*Exercise description*. Omit the pictures found among the records and print everything else exactly as it stands.

== Data for review ==

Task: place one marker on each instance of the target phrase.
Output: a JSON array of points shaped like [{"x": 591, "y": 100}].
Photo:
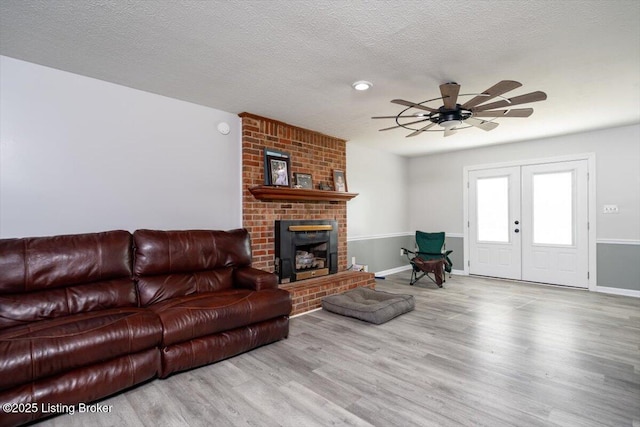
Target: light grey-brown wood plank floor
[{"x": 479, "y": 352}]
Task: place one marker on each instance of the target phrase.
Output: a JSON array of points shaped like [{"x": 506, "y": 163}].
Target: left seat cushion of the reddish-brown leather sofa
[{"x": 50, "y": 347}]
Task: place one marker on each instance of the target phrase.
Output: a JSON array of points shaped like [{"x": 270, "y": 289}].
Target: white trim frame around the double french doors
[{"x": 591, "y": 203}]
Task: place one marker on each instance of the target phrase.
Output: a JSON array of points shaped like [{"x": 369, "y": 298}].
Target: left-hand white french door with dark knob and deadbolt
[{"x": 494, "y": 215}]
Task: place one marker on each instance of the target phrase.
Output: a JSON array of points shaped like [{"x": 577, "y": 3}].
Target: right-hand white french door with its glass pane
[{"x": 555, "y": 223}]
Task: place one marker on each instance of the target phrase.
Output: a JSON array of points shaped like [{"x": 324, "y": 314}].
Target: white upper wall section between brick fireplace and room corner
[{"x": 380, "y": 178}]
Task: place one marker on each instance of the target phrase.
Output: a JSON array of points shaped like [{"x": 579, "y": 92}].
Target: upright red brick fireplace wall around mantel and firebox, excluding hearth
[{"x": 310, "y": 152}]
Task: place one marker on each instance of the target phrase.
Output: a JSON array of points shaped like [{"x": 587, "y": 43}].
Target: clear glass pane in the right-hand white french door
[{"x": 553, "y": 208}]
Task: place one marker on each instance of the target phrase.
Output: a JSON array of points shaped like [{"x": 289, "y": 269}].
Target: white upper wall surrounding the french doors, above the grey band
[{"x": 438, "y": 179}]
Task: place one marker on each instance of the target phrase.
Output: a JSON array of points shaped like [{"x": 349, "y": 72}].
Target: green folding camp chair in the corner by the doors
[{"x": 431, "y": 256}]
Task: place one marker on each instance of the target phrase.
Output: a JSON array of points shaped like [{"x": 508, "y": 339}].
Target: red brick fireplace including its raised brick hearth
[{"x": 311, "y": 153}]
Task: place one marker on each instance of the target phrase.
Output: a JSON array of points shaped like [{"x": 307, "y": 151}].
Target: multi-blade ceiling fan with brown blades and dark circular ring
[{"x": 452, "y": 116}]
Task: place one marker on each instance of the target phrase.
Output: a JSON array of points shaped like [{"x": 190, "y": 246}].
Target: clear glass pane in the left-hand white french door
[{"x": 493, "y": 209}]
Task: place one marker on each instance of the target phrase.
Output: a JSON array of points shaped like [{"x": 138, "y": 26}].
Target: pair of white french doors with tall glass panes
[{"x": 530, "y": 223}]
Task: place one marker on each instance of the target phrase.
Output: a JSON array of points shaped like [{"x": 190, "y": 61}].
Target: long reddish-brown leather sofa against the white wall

===

*Response*.
Task: place one marker on each instance of the target phrase.
Output: a JSON array of points shaped like [{"x": 591, "y": 100}].
Photo:
Target: light grey-brown wood plank floor
[{"x": 479, "y": 352}]
Task: place one marker on each instance of the target phrase.
Output: a JSON array of points shaped like [{"x": 506, "y": 163}].
Target: left seat cushion of the reddish-brown leather sofa
[{"x": 50, "y": 347}]
Task: place one marker on each instance of the target phrase.
Output: a JSON array of points shaped like [{"x": 270, "y": 289}].
Target: white trim frame around the double french doors
[{"x": 591, "y": 203}]
Task: place one marker on each instance of the target phrase.
Output: a JSON array of points shaped like [{"x": 369, "y": 298}].
Target: left-hand white french door with dark knob and deadbolt
[{"x": 494, "y": 215}]
Task: place one marker on each instance of the target phrase.
Output: a JSON array of points shaped like [{"x": 577, "y": 3}].
Target: right-hand white french door with its glass pane
[{"x": 555, "y": 223}]
Task: place one marker on each instance of the target phrase.
Output: a JSON array of points shaped like [{"x": 324, "y": 314}].
Target: white upper wall section between brick fireplace and room corner
[{"x": 380, "y": 178}]
Task: place one marker on each instance of the target phrase.
Output: a JSON array of points shaped like [{"x": 579, "y": 92}].
Target: upright red brick fireplace wall around mantel and firebox, excluding hearth
[{"x": 310, "y": 152}]
Task: place one marker on each instance of the target phrase.
Output: a JSON array of points shaped like [{"x": 587, "y": 43}].
Target: clear glass pane in the right-hand white french door
[{"x": 553, "y": 208}]
Task: place one marker on each instance of the target phrase.
Output: a JSON array of points shaped like [{"x": 289, "y": 269}].
Target: white upper wall surrounding the french doors, above the grey band
[{"x": 438, "y": 179}]
Task: place one marker on each instance of the target phrase.
Output: a JSON array of points shaped like [{"x": 349, "y": 72}].
Target: green folding camp chair in the corner by the doors
[{"x": 431, "y": 256}]
Task: place one marker on each instance of the target phrase.
Output: a JSON array of points shaped like [{"x": 508, "y": 339}].
Target: red brick fireplace including its raised brick hearth
[{"x": 311, "y": 153}]
Task: place one marker on each instance of the target phrase.
Output: a JSON array of points shaped like [{"x": 307, "y": 151}].
Target: multi-blade ceiling fan with brown blades and dark circular ring
[{"x": 452, "y": 116}]
Task: place one marker on each instance of the target phrase.
Output: a JSON array of points shaped like [{"x": 190, "y": 246}].
Target: clear glass pane in the left-hand white french door
[{"x": 493, "y": 209}]
Task: place one marker on each instance of the target phrase.
Output: a JSON array of points shaped like [{"x": 138, "y": 26}].
Target: pair of white french doors with tall glass panes
[{"x": 530, "y": 223}]
Task: place one marker on each instance of the target phrase.
Output: a JSON array of points shaped like [{"x": 190, "y": 61}].
Target: long reddish-brown leather sofa against the white wall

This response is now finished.